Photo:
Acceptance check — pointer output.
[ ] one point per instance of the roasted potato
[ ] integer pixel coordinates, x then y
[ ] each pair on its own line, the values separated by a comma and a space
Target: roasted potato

------------

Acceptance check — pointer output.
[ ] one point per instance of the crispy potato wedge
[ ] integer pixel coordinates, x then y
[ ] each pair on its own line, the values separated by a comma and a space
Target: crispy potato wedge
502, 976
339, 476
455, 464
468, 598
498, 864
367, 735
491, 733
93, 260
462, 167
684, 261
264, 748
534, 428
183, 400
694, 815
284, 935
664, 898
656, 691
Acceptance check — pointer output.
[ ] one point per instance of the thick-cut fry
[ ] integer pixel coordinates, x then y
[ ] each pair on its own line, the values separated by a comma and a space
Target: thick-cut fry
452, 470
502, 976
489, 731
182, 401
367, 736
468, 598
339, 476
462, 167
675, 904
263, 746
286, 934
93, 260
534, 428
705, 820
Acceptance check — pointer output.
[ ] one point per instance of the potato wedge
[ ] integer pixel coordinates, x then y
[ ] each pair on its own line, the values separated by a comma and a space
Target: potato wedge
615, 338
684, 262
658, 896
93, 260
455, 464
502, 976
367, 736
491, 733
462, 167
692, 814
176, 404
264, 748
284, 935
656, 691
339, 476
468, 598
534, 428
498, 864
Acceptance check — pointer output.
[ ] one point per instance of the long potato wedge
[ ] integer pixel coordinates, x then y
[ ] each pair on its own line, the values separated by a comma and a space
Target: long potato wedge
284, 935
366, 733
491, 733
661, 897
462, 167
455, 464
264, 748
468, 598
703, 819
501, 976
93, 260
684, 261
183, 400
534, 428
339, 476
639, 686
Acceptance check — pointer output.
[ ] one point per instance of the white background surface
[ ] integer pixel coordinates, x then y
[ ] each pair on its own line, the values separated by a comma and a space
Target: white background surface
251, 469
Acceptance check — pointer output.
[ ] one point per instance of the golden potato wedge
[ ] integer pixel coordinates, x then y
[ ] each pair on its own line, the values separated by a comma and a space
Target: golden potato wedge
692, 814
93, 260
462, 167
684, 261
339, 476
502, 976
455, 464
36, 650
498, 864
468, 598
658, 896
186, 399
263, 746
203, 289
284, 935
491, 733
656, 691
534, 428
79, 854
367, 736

------------

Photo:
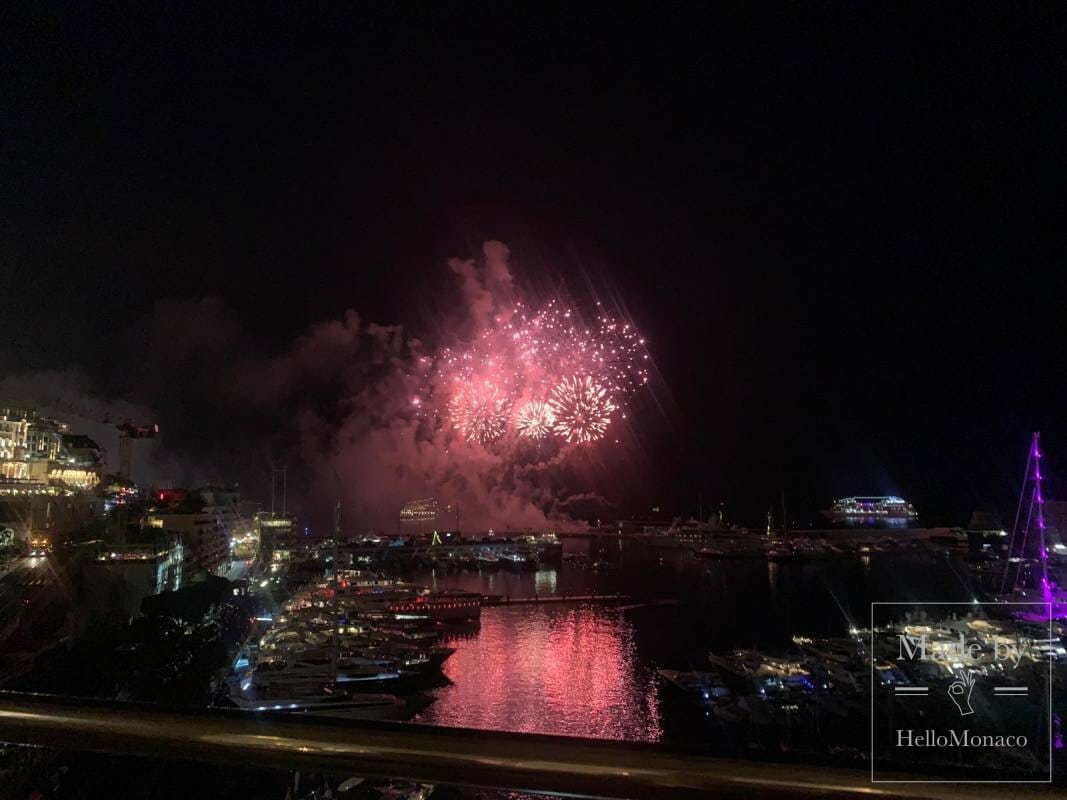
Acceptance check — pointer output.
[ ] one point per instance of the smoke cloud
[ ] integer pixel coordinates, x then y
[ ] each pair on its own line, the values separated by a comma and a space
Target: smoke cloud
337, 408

------------

GIVEN REQUEST >> Count the lines of the records that contain the string "thick", and reply with the number alone.

FINISHED TASK >> 2